▶ [Exercise material]
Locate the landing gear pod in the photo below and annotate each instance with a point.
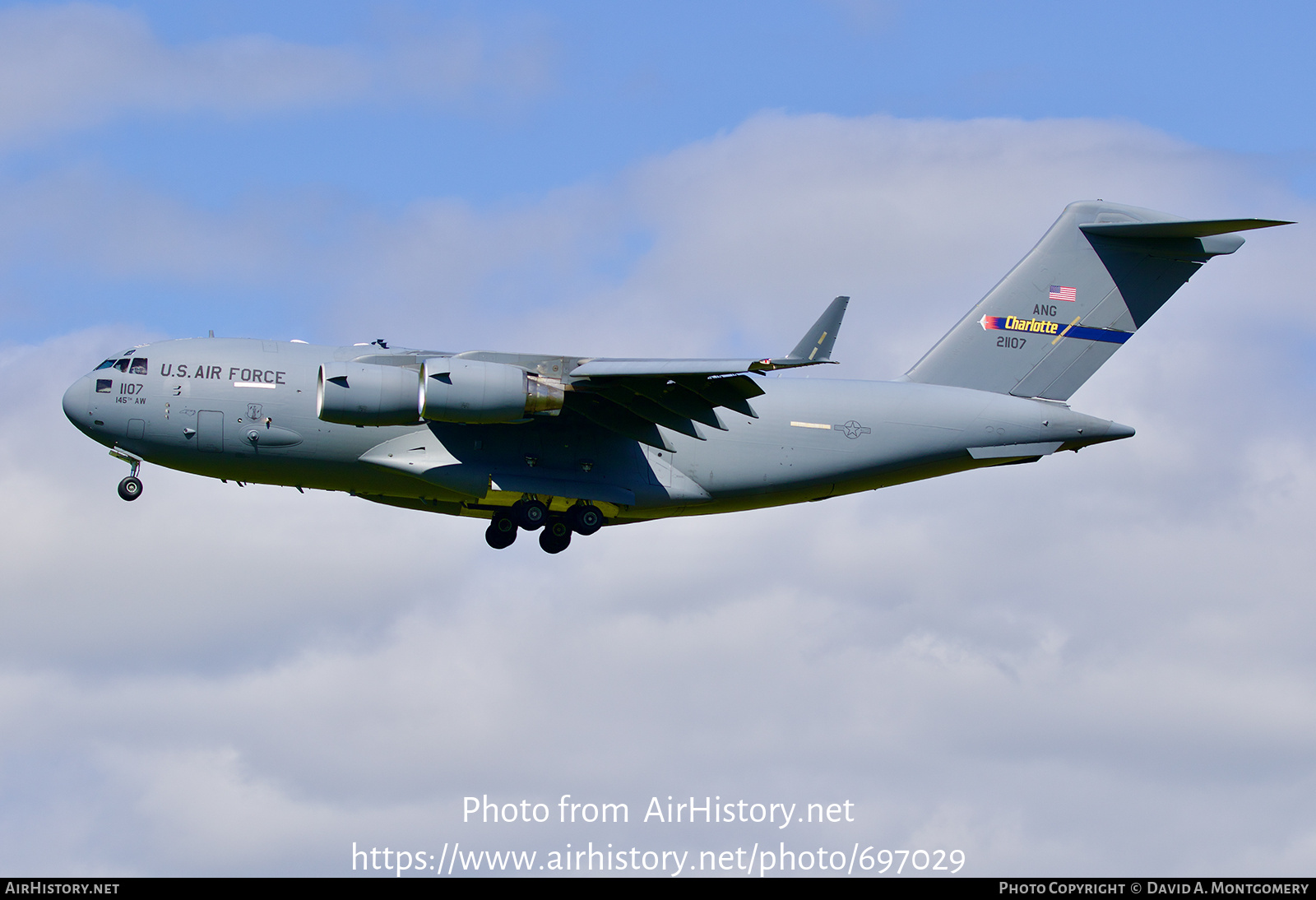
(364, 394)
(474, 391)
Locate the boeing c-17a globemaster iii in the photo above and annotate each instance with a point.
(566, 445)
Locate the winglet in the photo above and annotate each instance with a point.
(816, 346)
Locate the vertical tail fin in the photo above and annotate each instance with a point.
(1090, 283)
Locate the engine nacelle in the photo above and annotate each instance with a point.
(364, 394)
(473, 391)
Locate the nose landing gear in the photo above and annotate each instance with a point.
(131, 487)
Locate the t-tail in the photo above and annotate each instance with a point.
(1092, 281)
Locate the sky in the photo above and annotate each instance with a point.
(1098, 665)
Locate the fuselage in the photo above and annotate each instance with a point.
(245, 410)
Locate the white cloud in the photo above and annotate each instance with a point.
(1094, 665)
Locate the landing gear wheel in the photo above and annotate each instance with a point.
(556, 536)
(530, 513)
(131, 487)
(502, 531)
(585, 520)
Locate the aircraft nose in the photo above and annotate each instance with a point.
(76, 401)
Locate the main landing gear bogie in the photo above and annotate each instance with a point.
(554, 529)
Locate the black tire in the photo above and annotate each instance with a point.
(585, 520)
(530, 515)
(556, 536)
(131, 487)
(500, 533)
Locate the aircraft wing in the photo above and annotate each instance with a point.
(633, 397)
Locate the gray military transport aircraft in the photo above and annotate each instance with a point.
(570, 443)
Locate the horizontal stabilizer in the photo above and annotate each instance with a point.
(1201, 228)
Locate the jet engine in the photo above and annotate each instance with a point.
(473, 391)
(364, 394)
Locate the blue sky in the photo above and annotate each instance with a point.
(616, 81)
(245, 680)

▶ [Work request] Your answer must be the lines from the one holding "Locate the aircraft wing" to the end of the listing above, exactly as written and nothing else.

▶ [Answer below]
Locate the aircraft wing in the photo above and annotate each instance with a point.
(633, 397)
Locate the gray military transport aircraft in the photo above and annotate each instance with a point.
(570, 443)
Locate the horizontal stabilizer in the photo above and annotate each instance with a point.
(1201, 228)
Locate the jet engine in the photo above and annotate each instance with a point.
(473, 391)
(364, 394)
Locate the blue sky in the photo above and annotate each instance with a point.
(616, 81)
(245, 680)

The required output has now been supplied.